» **OBJECTIVE**:
Copy out all the material below, swapping each "bounding box" for "rectangle" and keeping everything else the same.
+---+
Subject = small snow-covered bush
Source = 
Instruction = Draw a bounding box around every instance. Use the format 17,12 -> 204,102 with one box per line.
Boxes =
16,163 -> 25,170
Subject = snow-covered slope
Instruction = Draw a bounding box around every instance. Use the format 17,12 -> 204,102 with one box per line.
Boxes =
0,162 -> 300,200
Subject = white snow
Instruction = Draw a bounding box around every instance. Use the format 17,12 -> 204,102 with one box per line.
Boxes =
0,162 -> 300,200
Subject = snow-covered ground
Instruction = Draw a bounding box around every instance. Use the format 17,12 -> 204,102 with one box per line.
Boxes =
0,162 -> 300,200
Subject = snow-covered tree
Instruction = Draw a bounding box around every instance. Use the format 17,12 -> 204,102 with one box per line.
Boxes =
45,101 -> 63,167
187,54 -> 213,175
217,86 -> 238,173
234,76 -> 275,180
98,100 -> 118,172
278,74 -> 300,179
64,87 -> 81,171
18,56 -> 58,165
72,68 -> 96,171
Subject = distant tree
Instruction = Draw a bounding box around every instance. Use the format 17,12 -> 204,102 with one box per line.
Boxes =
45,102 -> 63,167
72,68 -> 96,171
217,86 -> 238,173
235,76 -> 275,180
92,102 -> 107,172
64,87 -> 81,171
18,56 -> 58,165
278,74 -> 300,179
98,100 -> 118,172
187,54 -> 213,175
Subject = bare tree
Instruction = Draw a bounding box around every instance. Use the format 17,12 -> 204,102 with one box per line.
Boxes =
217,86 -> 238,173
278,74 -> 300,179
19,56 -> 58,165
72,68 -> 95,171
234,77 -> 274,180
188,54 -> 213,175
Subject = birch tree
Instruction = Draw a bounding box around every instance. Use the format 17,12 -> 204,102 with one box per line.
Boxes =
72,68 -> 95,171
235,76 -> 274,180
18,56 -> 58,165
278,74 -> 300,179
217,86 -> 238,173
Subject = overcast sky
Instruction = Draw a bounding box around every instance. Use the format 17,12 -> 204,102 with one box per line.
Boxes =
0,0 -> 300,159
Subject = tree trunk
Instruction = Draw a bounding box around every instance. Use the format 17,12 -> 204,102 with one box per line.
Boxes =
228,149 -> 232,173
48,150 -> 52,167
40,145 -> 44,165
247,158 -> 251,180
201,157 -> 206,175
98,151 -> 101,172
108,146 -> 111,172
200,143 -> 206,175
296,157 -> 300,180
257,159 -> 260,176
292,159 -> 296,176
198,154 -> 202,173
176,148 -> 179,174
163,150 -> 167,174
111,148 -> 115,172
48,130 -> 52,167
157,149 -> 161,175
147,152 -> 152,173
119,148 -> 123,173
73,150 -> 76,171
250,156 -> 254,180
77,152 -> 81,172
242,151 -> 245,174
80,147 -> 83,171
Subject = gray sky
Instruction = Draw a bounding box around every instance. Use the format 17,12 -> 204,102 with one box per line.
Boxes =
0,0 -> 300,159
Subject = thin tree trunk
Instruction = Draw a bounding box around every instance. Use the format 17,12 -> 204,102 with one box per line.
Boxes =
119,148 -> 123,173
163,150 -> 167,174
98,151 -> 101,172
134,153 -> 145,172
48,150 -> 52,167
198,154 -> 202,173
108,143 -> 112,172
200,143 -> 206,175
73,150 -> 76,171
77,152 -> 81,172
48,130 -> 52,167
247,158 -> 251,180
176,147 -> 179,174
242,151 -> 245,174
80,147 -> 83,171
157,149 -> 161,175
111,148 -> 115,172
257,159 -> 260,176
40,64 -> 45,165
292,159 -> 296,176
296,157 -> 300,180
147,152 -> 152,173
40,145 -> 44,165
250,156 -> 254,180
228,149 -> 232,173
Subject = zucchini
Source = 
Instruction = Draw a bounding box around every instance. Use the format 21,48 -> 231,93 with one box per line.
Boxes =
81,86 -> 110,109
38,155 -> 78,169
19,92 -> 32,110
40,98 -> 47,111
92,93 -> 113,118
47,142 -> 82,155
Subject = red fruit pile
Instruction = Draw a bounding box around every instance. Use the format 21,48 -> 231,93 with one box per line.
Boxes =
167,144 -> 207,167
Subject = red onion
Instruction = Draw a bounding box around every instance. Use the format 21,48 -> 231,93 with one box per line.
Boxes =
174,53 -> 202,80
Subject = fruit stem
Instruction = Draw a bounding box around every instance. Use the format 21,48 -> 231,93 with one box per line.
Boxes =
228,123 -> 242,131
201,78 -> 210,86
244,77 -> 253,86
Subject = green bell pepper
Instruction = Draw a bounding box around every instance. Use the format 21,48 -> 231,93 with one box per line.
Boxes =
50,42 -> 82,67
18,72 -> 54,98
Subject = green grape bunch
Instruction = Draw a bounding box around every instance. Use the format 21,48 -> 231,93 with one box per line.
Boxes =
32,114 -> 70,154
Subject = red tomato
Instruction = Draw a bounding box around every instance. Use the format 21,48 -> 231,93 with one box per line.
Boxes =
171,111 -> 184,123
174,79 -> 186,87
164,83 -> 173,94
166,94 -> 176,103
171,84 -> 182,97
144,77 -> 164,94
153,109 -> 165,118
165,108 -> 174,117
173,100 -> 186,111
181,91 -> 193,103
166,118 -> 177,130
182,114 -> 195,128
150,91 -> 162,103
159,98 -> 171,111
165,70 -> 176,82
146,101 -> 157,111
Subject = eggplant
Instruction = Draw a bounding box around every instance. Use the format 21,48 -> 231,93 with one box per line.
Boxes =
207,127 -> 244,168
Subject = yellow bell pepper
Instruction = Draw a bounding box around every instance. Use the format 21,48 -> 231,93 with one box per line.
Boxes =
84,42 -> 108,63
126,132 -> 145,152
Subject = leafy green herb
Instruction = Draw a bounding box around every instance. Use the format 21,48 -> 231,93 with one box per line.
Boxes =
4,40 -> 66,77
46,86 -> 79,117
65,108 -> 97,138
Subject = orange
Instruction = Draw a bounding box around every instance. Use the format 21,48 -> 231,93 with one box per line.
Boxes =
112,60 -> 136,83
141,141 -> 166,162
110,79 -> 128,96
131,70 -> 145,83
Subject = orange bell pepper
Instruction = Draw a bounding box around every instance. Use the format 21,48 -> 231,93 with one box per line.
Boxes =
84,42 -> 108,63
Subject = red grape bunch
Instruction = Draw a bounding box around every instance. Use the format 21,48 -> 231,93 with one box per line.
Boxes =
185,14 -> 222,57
+---+
» **RESPONSE TO THIS TASK**:
Subject = small snow-covered bush
Source = 
Instruction = Draw a rectangle around every instance. Use the format 17,12 -> 204,102 with one box per line.
Boxes =
16,163 -> 25,170
Subject = snow-covered slope
Instruction = Draw a rectangle around every instance. Use the format 17,12 -> 204,102 with one box per line.
Boxes =
0,162 -> 300,200
Subject = white snow
Instruction = Draw a rectangle around every instance. Use the format 17,12 -> 204,102 with one box per line.
Boxes =
0,162 -> 300,200
Subject = snow-covered ground
Instruction = Draw a rectangle around every instance. Use the format 17,12 -> 204,102 with one box per line.
Boxes =
0,162 -> 300,200
Subject = snow-covered tree
Instruction = Draw a rectangle around every instance. Use the format 17,12 -> 204,102 with one box per line.
Boxes =
45,101 -> 63,167
187,54 -> 213,175
217,86 -> 238,173
234,76 -> 275,180
98,100 -> 118,172
278,74 -> 300,179
64,87 -> 81,171
18,56 -> 58,165
72,68 -> 96,171
Subject = distant tree
Instruction = Draw a rectangle around every instance. Use the format 17,12 -> 204,102 with one box per line.
Boxes =
45,102 -> 63,167
72,68 -> 96,171
217,86 -> 238,173
235,76 -> 275,180
92,102 -> 107,172
64,87 -> 81,171
18,56 -> 58,165
278,74 -> 300,179
98,100 -> 118,172
187,54 -> 213,175
Subject = bare tree
Instruction = Draw a rectangle around every instance. Use the format 17,12 -> 204,102 with one box per line.
Boxes =
217,86 -> 238,173
278,74 -> 300,179
19,56 -> 58,165
72,68 -> 95,171
234,77 -> 274,180
188,54 -> 213,175
Subject = birch tree
Instruction = Draw a rectangle around every instance. Use the format 17,12 -> 204,102 with one box per line.
Boxes =
72,68 -> 95,171
235,76 -> 274,180
18,56 -> 58,165
278,74 -> 300,179
217,86 -> 238,173
Subject = overcast sky
Instruction = Draw a rectangle around every instance. Use the format 17,12 -> 204,102 with one box per line.
Boxes =
0,0 -> 300,159
Subject = tree trunk
Instruction = Draw a rectangle around every instance. Use the format 17,12 -> 204,102 with one box per line.
Boxes =
228,149 -> 232,173
48,150 -> 52,167
40,145 -> 44,165
247,158 -> 251,180
201,157 -> 206,175
98,151 -> 101,172
108,146 -> 111,172
200,143 -> 206,175
296,157 -> 300,180
257,159 -> 260,176
292,159 -> 296,176
198,154 -> 202,173
176,148 -> 179,174
163,150 -> 167,174
111,148 -> 115,172
48,130 -> 52,167
157,149 -> 161,175
147,152 -> 152,173
119,148 -> 123,173
73,150 -> 76,171
250,156 -> 254,180
77,152 -> 81,172
242,151 -> 245,174
80,147 -> 83,171
Subject = gray sky
Instruction = Draw a rectangle around every instance. Use the format 17,12 -> 204,102 with one box per line.
Boxes =
0,0 -> 300,159
Subject = thin tree trunk
Instruction = Draw a rectangle around every instance. Use the format 17,12 -> 204,102 with one box per line.
Boxes =
119,148 -> 123,173
163,150 -> 167,174
98,151 -> 101,172
134,153 -> 145,172
48,150 -> 52,167
198,154 -> 202,173
108,143 -> 112,172
200,143 -> 206,175
73,150 -> 76,171
77,152 -> 81,172
48,130 -> 52,167
247,158 -> 251,180
176,147 -> 179,174
242,151 -> 245,174
80,147 -> 83,171
157,149 -> 161,175
111,148 -> 115,172
257,159 -> 260,176
40,64 -> 45,165
292,159 -> 296,176
296,157 -> 300,180
147,152 -> 152,173
40,145 -> 44,165
250,156 -> 254,180
228,149 -> 232,173
Subject = zucchini
Source = 
Instruction = Draw a rectangle around every instance. Use the format 21,48 -> 231,93 with one box per line.
Boxes =
81,86 -> 110,109
38,155 -> 78,169
19,92 -> 32,110
40,98 -> 47,111
92,93 -> 113,118
47,142 -> 82,155
Subject = red fruit pile
Instruction = Draw a rectangle around every instance. Use the format 21,48 -> 231,93 with one box per line.
Boxes =
167,144 -> 207,167
Subject = red onion
Instruction = Draw a rectangle around every instance. Use the format 21,48 -> 231,93 with one box per line.
Boxes =
174,53 -> 202,80
Subject = fruit stem
Instruction = Draw a rectangle around every instance. Use the format 21,48 -> 231,93 with one box per line.
Boxes =
228,123 -> 242,131
201,78 -> 210,86
244,77 -> 253,86
Subject = green bell pepper
Instruction = Draw a rectangle around every instance. Use the format 21,48 -> 231,93 with one box per line.
Boxes =
50,42 -> 82,67
18,72 -> 54,98
Subject = green grape bunch
Instruction = Draw a rectangle around every instance. Use the format 21,48 -> 231,93 with one box per line.
Boxes =
32,114 -> 70,154
Subject = red tomato
Instruction = Draw a rectangle around every instance. Use the format 21,48 -> 231,93 with one box per line.
Boxes =
171,111 -> 184,123
174,79 -> 186,87
164,83 -> 173,94
166,94 -> 176,103
171,84 -> 182,97
144,77 -> 164,94
153,109 -> 165,118
165,108 -> 174,117
173,100 -> 186,111
181,91 -> 193,103
166,118 -> 177,130
182,114 -> 195,128
150,91 -> 162,103
159,98 -> 171,111
165,70 -> 176,82
146,101 -> 157,111
Subject = eggplant
Instruction = Draw a rectangle around every instance. Use the format 21,48 -> 231,93 with one box per line.
Boxes =
207,127 -> 244,168
Subject = yellow bell pepper
Instruction = Draw a rectangle around every instance. Use the format 21,48 -> 231,93 with one box per line.
Boxes =
84,42 -> 108,63
126,132 -> 145,152
Subject = leafy green herb
Instruction = Draw a rectangle around every instance. Use the format 21,48 -> 231,93 with one box per line.
Boxes =
4,40 -> 66,77
46,86 -> 79,117
65,108 -> 97,138
Subject = orange
Instruction = Draw a rectangle around every instance. Use the format 21,48 -> 231,93 with one box per line.
Boxes =
112,60 -> 136,83
141,141 -> 166,162
110,79 -> 128,96
131,70 -> 145,83
Subject = orange bell pepper
Instruction = Draw a rectangle around every instance. Use the format 21,48 -> 231,93 with one box per line.
Boxes =
84,42 -> 108,63
Subject = red grape bunch
Instruction = Draw a rectangle around every instance. Use the format 21,48 -> 231,93 with one box per line.
Boxes =
185,14 -> 222,57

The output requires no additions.